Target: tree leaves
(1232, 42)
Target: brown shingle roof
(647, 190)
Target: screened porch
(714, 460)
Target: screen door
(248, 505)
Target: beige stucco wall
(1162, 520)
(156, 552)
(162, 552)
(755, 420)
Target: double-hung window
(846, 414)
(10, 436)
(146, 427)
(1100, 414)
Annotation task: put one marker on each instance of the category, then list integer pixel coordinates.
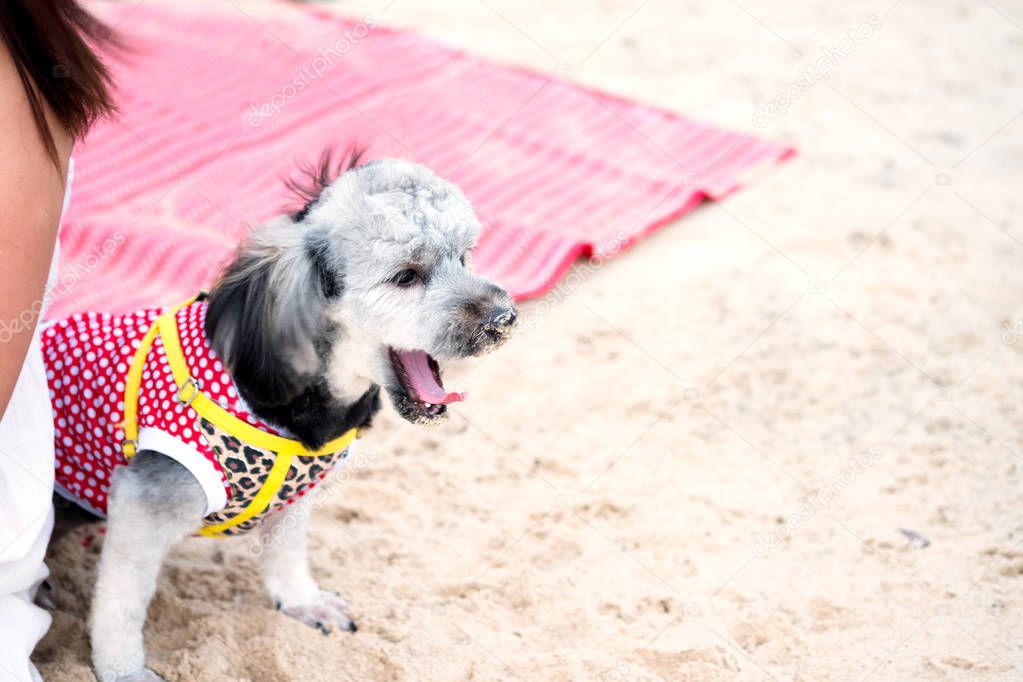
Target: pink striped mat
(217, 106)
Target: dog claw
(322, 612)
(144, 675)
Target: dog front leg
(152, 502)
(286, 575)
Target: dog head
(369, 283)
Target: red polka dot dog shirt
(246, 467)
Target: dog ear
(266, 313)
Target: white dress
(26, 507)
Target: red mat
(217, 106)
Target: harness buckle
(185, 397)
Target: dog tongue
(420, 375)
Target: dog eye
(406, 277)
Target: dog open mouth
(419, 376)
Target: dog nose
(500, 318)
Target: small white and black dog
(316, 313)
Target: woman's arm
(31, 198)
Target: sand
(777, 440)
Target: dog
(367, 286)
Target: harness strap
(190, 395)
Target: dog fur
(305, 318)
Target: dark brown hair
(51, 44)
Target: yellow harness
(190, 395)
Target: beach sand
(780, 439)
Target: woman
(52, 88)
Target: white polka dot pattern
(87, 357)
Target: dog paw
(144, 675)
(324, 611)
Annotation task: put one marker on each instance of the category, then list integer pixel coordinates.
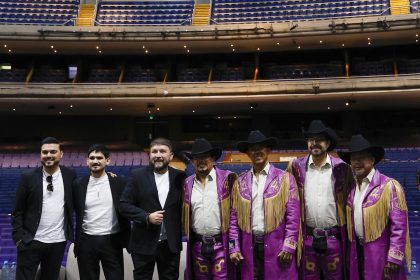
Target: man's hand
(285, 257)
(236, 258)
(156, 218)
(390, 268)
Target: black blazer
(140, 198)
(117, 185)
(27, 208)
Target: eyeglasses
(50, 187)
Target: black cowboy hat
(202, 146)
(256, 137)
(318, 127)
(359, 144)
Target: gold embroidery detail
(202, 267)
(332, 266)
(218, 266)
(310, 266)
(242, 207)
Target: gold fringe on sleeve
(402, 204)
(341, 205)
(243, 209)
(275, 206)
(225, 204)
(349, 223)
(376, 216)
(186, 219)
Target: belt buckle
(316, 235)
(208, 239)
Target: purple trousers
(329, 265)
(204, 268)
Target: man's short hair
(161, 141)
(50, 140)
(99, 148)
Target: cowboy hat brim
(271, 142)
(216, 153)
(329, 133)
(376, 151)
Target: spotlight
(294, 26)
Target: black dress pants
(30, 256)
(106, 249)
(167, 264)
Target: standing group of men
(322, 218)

----------

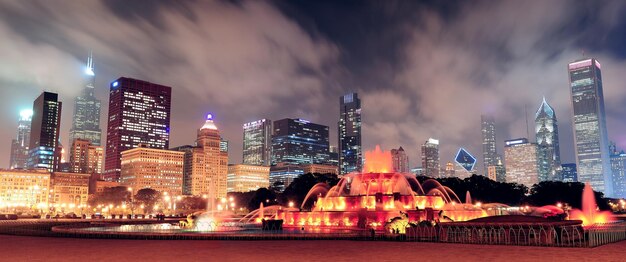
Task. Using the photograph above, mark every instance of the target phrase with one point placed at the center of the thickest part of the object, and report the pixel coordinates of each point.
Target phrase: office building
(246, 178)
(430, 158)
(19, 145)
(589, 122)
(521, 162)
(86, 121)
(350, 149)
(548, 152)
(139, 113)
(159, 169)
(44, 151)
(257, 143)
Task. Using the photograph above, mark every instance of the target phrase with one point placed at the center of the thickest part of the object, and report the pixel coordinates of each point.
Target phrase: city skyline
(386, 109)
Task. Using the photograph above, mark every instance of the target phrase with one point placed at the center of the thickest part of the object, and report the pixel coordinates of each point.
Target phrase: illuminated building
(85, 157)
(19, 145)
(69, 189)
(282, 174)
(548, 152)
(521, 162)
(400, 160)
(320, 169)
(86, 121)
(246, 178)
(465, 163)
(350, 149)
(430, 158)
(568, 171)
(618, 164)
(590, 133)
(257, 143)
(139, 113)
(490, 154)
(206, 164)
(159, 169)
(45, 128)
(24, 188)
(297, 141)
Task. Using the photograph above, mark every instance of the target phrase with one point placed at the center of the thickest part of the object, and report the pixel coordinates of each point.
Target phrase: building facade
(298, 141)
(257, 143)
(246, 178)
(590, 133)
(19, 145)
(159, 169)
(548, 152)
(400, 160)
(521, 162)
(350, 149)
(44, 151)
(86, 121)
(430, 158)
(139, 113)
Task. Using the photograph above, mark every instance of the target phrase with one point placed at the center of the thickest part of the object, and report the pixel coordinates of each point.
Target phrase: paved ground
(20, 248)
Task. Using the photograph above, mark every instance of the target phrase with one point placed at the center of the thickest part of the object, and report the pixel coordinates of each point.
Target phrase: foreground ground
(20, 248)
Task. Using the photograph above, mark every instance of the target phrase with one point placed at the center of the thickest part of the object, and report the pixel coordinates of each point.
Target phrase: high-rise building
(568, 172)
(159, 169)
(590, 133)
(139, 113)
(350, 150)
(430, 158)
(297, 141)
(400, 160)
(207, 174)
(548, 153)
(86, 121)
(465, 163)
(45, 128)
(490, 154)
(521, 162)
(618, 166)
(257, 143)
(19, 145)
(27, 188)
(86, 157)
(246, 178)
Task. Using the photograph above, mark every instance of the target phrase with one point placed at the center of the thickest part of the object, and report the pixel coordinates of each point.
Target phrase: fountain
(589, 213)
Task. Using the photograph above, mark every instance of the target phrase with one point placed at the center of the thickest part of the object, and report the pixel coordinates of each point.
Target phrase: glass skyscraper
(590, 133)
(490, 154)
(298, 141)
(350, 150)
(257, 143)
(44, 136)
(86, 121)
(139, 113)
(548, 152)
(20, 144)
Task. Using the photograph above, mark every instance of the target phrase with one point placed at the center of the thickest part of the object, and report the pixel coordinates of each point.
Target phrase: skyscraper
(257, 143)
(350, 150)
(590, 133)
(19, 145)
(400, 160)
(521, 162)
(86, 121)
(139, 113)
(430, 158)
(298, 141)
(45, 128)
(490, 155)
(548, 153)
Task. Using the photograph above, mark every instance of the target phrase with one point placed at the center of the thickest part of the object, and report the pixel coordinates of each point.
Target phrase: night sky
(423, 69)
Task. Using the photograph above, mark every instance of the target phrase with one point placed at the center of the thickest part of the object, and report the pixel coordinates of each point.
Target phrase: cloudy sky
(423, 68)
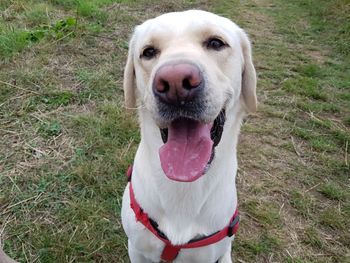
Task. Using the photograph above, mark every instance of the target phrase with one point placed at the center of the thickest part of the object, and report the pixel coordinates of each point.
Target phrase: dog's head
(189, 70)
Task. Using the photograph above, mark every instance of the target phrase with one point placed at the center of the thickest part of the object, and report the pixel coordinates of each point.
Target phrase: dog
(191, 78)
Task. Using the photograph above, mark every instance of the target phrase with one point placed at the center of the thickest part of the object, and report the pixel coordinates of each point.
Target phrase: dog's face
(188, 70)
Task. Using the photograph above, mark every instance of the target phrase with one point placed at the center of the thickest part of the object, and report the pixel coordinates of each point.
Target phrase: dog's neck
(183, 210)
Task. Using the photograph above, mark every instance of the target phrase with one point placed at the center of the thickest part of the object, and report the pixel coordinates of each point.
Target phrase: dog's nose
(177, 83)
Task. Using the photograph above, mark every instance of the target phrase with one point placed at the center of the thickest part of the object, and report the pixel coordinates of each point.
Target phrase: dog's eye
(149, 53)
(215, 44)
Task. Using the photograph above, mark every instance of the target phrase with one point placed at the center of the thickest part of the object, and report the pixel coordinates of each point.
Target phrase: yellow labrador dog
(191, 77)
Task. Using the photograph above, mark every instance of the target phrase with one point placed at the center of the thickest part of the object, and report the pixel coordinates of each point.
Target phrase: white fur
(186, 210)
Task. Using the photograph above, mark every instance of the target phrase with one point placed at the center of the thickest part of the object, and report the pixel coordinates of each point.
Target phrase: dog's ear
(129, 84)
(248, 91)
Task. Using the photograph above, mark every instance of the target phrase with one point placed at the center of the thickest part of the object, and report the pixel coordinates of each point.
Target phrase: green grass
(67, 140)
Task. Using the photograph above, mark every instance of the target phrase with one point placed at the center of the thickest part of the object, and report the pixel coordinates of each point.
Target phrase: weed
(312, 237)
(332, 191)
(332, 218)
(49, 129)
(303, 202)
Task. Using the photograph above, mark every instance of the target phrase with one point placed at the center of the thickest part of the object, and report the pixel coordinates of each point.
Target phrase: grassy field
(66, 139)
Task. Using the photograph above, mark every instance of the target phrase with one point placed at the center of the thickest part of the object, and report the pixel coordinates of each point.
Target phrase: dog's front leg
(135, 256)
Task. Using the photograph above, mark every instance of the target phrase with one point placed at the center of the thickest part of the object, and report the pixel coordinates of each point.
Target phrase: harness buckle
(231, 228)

----------

PROBLEM TO WORK ON:
Report each line in the entries above that contains the word "buckle". Case counts.

ANSWER BELOW:
Target: harness buckle
Target: belt buckle
Target phrase: harness buckle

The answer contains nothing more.